• _To be done_
• 1. In the residency announcement, what is the fee for non-members to attend the three-day workshop?
• 2. Reproduce the residency announcement verbatim, everything from "Exhibitions" down to "Gloucester, MA. (www.capeannmuseum.org)".

• _Provided passage_
☆ ☆ ☆ ☆

Exhibitions

 

Goetemann Artist Residency Program

Distinguished Artist/Teacher, Tim Hawkesworth

Tim Hawkesworth

Artist Talk

Timothy Hawkesworth, (www. http://timhawkesworth.com/) our 2014 Distinguished Artist/Teacher of the Goetemann Artist Residency program, will present an artist talk on Sunday, August 24th at 2pm at the Cape Ann Museum, located at 27 Pleasant St, Gloucester, MA. (www.capeannmuseum.org)

Following the lecture, a reception in honor of Hawkesworth will be held from 3:30 to 5:30 at the Rocky Neck Cultural Center at 6 Wonson Street, Gloucester,MA (http://www.rockyneckartcolony.org/)

Workshop

Hawkesworth will then be in residence to lead a three day workshop using both the Cultural Center and the residency studio on Monday through Wednesday (25, 26, 27) from 9am to 12pm each day.  The studios will continue to be open 12 – 5PM each day for participants to continue working. The upper level gallery of the Cultural Center will be open to the public after noon during this time.

The fee for the three-day workshop is $300 per person for RNAC members and $400 for non-members. To register, please email RNACresidency@gmail.com. We will send a confirmation of your space or position on waitlist.  Payment is due upon confirmation. Spaces are limited; first come, first served.

☆ ☆ ☆ ☆

• _Extracted information_
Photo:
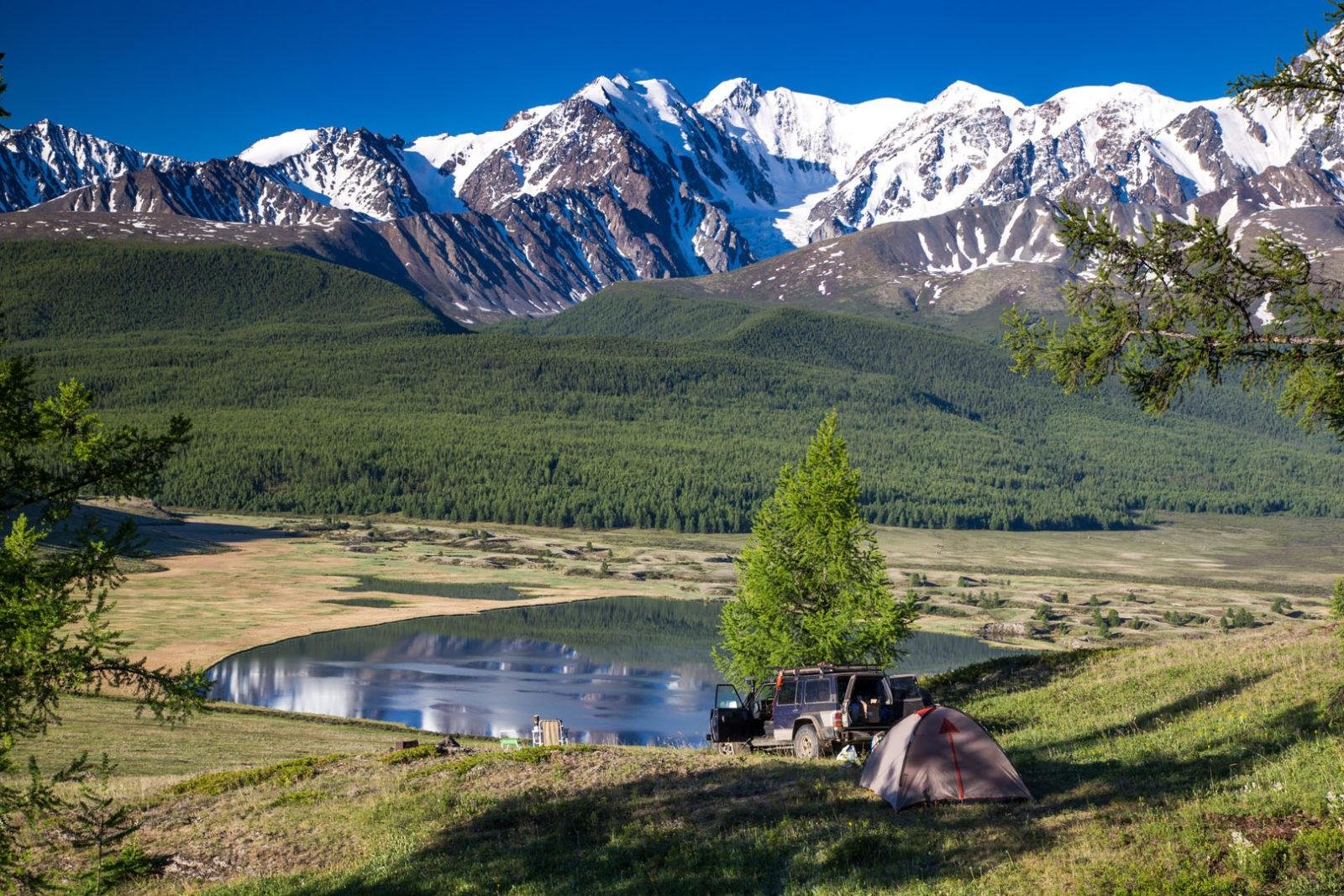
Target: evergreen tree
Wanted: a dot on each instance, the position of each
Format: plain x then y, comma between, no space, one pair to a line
813,586
54,631
1180,301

☆ ☆ ☆ ☆

• _Correct answers_
• 1. $400

• 2.
Exhibitions

 

Goetemann Artist Residency Program

Distinguished Artist/Teacher, Tim Hawkesworth

Tim Hawkesworth

Artist Talk

Timothy Hawkesworth, (www. http://timhawkesworth.com/) our 2014 Distinguished Artist/Teacher of the Goetemann Artist Residency program, will present an artist talk on Sunday, August 24th at 2pm at the Cape Ann Museum, located at 27 Pleasant St, Gloucester, MA. (www.capeannmuseum.org)